Ordination survey finds dropping percentages of new white US priests

May 4, 2022
Four ordinands kneel as priests lay hands on them during their ordination to the priesthood June 5, 2021, at the Co-Cathedral of St. Joseph in Brooklyn, N.Y. (CNS photo/Gregory A. Shemitz)

WASHINGTON (CNS) -- The annual report of new priests commissioned by the U.S. bishops shows that among those who responded, a shrinking number are white, a sign of the "little-C" catholic nature of the Catholic Church.

Among ordinands -- the term used for seminarians slated for ordination this year --  the percentage who are white is 63%. Last year, the percentage who were white was 65%, and in 2020, 67% of ordinands were white. In religious orders, new white priests are at a plurality of 49%.

This was just one of the findings of the study "The Class of 2022: Survey of Ordinands to the Priesthood," conducted for the bishops by Georgetown University's Center for Applied Research in the Apostolate, released May 2.

As calls come from many corners for the U.S. government to cut student debt, the survey revealed that 58% completed an undergraduate degree or a graduate degree before entering the seminary. But they also brought significant student debt with them as they entered the seminary. That debt, on average, was $29,550, CARA said.

*Parts of the exercise:*
[a] In the news report on new priests, what was the average student debt that ordinands brought with them into the seminary?
[b] Rewrite the records from their start up to and including the line with "point(1050, 411)", replacing "sepia" with "faded" and keeping everything else the same. Leave the pictures out.

*Records for this exercise:*

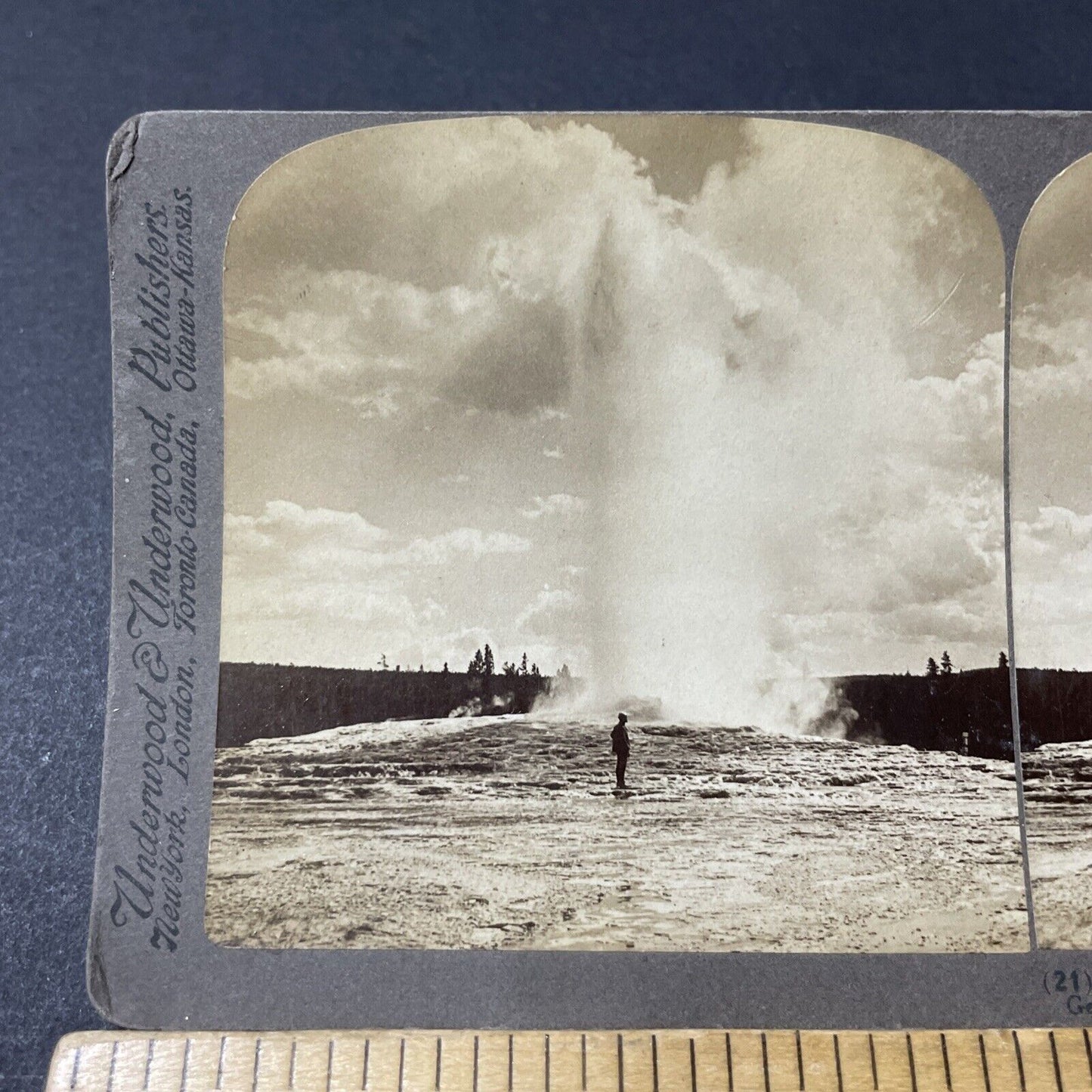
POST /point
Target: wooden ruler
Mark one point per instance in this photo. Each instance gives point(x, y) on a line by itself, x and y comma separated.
point(1025, 1060)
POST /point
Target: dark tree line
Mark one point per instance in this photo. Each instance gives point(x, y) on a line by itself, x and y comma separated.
point(265, 700)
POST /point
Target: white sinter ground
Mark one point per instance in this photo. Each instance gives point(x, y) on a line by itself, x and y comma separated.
point(505, 832)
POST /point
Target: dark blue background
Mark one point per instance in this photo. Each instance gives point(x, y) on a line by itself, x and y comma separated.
point(73, 73)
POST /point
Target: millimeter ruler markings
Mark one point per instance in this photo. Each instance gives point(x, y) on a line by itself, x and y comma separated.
point(988, 1060)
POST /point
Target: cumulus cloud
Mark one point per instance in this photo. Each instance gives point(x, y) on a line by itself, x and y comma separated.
point(556, 503)
point(778, 388)
point(299, 576)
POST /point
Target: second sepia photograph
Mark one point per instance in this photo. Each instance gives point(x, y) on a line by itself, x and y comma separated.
point(614, 545)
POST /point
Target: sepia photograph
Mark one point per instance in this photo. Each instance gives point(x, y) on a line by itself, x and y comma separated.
point(614, 545)
point(1050, 405)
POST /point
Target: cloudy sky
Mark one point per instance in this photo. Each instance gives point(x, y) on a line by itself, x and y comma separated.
point(677, 395)
point(1050, 411)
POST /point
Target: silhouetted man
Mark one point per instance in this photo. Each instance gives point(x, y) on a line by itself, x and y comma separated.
point(620, 744)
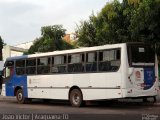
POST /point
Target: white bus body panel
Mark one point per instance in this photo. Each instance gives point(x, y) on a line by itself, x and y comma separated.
point(94, 86)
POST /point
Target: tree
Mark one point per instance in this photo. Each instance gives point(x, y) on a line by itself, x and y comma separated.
point(50, 40)
point(87, 33)
point(145, 23)
point(1, 47)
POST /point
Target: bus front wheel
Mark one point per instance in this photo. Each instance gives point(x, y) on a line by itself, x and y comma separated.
point(76, 98)
point(20, 97)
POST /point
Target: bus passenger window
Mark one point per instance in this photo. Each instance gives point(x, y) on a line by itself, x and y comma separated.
point(9, 67)
point(20, 67)
point(31, 66)
point(59, 64)
point(76, 63)
point(109, 60)
point(91, 62)
point(43, 65)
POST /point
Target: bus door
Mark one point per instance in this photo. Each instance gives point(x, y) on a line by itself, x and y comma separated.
point(8, 76)
point(142, 59)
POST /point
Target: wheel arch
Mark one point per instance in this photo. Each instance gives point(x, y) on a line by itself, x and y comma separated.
point(74, 87)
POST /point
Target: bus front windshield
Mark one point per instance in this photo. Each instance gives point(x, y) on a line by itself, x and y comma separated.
point(141, 55)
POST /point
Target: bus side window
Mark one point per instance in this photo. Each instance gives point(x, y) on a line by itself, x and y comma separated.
point(20, 67)
point(31, 66)
point(76, 62)
point(109, 60)
point(43, 65)
point(91, 62)
point(59, 64)
point(9, 67)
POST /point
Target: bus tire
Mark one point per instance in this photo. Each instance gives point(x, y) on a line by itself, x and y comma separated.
point(76, 98)
point(20, 97)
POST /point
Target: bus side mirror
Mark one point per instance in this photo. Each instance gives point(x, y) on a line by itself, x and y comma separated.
point(130, 71)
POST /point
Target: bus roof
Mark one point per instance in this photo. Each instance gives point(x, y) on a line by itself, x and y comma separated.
point(78, 50)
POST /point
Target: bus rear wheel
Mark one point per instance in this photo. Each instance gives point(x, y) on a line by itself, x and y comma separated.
point(20, 97)
point(76, 98)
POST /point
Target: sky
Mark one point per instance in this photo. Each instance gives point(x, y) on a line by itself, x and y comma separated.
point(21, 20)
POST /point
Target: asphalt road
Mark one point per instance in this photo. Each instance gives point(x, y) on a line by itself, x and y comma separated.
point(61, 110)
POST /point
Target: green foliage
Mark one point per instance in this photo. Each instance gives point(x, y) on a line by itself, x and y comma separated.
point(1, 47)
point(51, 40)
point(129, 21)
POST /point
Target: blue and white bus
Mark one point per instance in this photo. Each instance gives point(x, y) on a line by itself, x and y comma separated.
point(126, 70)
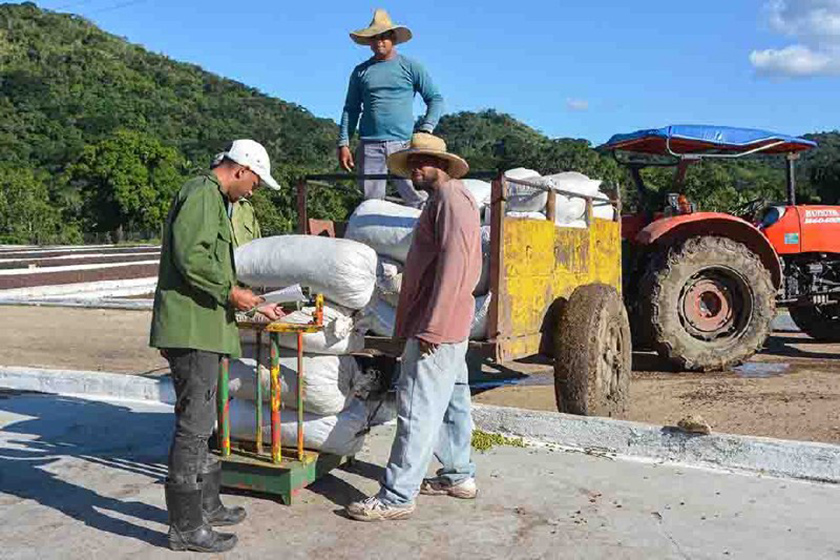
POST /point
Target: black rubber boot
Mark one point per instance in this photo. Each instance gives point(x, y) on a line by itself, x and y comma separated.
point(215, 513)
point(187, 528)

*Correct answers:*
[a] $29,550

[b]
POST /point
Target: wooden ruler
Mark one point per instance in this photo. Each instance gives point(x, y) on a line by itself, x and y comma separated.
point(1025, 1060)
POST /point
Target: dark tree line
Mark one point per instance in this photo. Each instance gives point(x, y) on a line by itself, x and y comma separated.
point(265, 700)
POST /point
Target: white sinter ground
Mark one point per instance in this photo. Each instance gives point(x, y) on a line by itself, x and y comma separated.
point(505, 832)
POST /point
Target: dark blue background
Mark one point per instance in this photo. Each instance gives point(x, y) on a line by itself, x and y comma separated.
point(73, 73)
POST /point
Target: millimeter ruler markings
Mark one point per instance in this photo. Each instance gives point(x, y) on a line by itself, x and y comma separated.
point(988, 1060)
POST /point
Target: cumulus cloud
Mark one point per instance in this photo. Each instance gives point(x, y) on a line by itself, x and y comma separated.
point(556, 503)
point(778, 388)
point(299, 576)
POST /point
Target: second faded photograph
Mark one point per instance in this photo. Each instance gives point(x, y) on a line by itself, x and y comma separated.
point(614, 545)
POST /point
Target: faded photograph
Mark one point per instance in this photo. Each instance gives point(x, y) on a line by itself, x and y comma separated.
point(614, 545)
point(1050, 405)
POST /point
Target: cloudy sky
Mark one point per instance in this photo. Each instance gives point(x, y) on a line by itself, x and y comma separated.
point(677, 395)
point(1050, 411)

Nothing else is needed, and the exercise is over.